▶ **STATED TASK**
Can you pull out everything from "Skip to content" down to "was first proposed.", word for word, from the blog post on bipartisan consensus about the national security state?

▶ **EXTRACT PROVIDED**
Skip to content

Bipartisan Ostriches: 60 years of consensus on the national security state

Bipartisan Ostriches: 60 years of consensus on the national security state 

by digby

Greenwald is justifiably disgusted at yesterday’s spectacle of Diane Feinstein once again playing handmaiden to the National Security State and stepping up as the chief endorser of extending the wiretapping of American citizens. He’s even more disgusted at this latest evidence of Democratic hypocrisy on the issue, since virtually nobody even raised a peep about extending it despite the great outcry on the left when it was first proposed.

Kevin Drum says it’s because it’s become institutionalized rather than because people are consciously hypocritical. I think there’s a little bit of both. But I also think it’s because none of the horrible things we predicted happening has come to pass. Or rather, none of it has been revealed yet. So people who were legitimately afraid the government was going to spy on them (particularly for political reasons) are complaisant.

▶ **DATA EXCERPTS**
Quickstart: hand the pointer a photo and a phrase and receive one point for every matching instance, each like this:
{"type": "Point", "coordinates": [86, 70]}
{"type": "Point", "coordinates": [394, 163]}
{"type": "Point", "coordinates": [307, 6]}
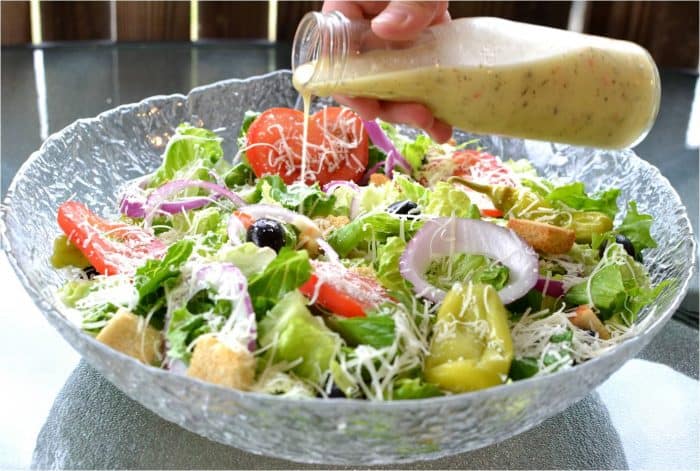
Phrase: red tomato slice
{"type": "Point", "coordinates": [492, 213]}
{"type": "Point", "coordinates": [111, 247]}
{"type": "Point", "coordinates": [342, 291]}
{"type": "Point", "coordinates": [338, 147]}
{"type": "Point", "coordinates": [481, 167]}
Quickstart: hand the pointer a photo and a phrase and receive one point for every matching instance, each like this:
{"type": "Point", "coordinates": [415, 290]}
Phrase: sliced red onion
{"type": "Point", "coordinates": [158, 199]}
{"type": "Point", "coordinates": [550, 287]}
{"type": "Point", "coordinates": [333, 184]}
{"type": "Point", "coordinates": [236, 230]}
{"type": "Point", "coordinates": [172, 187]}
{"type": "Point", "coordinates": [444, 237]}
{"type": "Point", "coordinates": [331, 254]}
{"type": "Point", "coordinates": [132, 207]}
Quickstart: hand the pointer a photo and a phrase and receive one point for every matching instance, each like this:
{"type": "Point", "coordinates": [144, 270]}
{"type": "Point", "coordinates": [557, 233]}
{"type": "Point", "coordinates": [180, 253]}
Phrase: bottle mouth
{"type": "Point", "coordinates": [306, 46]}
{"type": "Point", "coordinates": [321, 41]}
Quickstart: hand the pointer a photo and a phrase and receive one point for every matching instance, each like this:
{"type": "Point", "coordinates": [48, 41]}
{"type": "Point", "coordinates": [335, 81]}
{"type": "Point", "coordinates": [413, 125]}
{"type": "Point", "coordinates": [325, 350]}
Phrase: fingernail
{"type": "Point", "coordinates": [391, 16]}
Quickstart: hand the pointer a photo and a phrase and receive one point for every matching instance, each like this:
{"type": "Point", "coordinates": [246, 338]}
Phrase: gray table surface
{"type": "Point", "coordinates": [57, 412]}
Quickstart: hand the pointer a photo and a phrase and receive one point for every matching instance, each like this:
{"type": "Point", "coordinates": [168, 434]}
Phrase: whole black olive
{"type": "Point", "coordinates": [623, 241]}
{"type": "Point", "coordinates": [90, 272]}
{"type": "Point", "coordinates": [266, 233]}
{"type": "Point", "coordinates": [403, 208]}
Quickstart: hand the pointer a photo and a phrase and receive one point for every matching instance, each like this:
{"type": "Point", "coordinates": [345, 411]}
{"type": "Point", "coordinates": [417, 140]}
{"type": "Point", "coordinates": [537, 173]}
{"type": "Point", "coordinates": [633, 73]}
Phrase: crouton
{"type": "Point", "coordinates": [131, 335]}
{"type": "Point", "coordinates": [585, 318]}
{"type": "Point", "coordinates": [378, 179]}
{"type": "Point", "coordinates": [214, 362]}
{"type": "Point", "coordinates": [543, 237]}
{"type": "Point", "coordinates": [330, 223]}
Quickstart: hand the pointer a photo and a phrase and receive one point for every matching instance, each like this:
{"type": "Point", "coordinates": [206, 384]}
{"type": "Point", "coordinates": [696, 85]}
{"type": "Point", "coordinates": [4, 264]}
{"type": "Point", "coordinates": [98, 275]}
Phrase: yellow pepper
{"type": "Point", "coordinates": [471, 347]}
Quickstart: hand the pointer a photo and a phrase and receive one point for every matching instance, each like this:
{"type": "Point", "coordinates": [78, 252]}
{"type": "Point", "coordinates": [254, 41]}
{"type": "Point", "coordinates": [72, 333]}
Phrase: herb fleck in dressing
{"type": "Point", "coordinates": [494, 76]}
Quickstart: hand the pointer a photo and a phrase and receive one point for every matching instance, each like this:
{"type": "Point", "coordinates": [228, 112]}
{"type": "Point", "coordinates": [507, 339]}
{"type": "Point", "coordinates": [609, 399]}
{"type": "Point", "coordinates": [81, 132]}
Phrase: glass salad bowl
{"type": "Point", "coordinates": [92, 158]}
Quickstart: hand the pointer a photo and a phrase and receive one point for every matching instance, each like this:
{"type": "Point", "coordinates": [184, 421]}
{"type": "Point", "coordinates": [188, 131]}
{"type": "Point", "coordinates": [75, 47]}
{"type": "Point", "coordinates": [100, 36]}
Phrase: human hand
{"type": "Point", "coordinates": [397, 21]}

▶ **TASK SOLUTION**
Skip to content

Bipartisan Ostriches: 60 years of consensus on the national security state

Bipartisan Ostriches: 60 years of consensus on the national security state 

by digby

Greenwald is justifiably disgusted at yesterday’s spectacle of Diane Feinstein once again playing handmaiden to the National Security State and stepping up as the chief endorser of extending the wiretapping of American citizens. He’s even more disgusted at this latest evidence of Democratic hypocrisy on the issue, since virtually nobody even raised a peep about extending it despite the great outcry on the left when it was first proposed.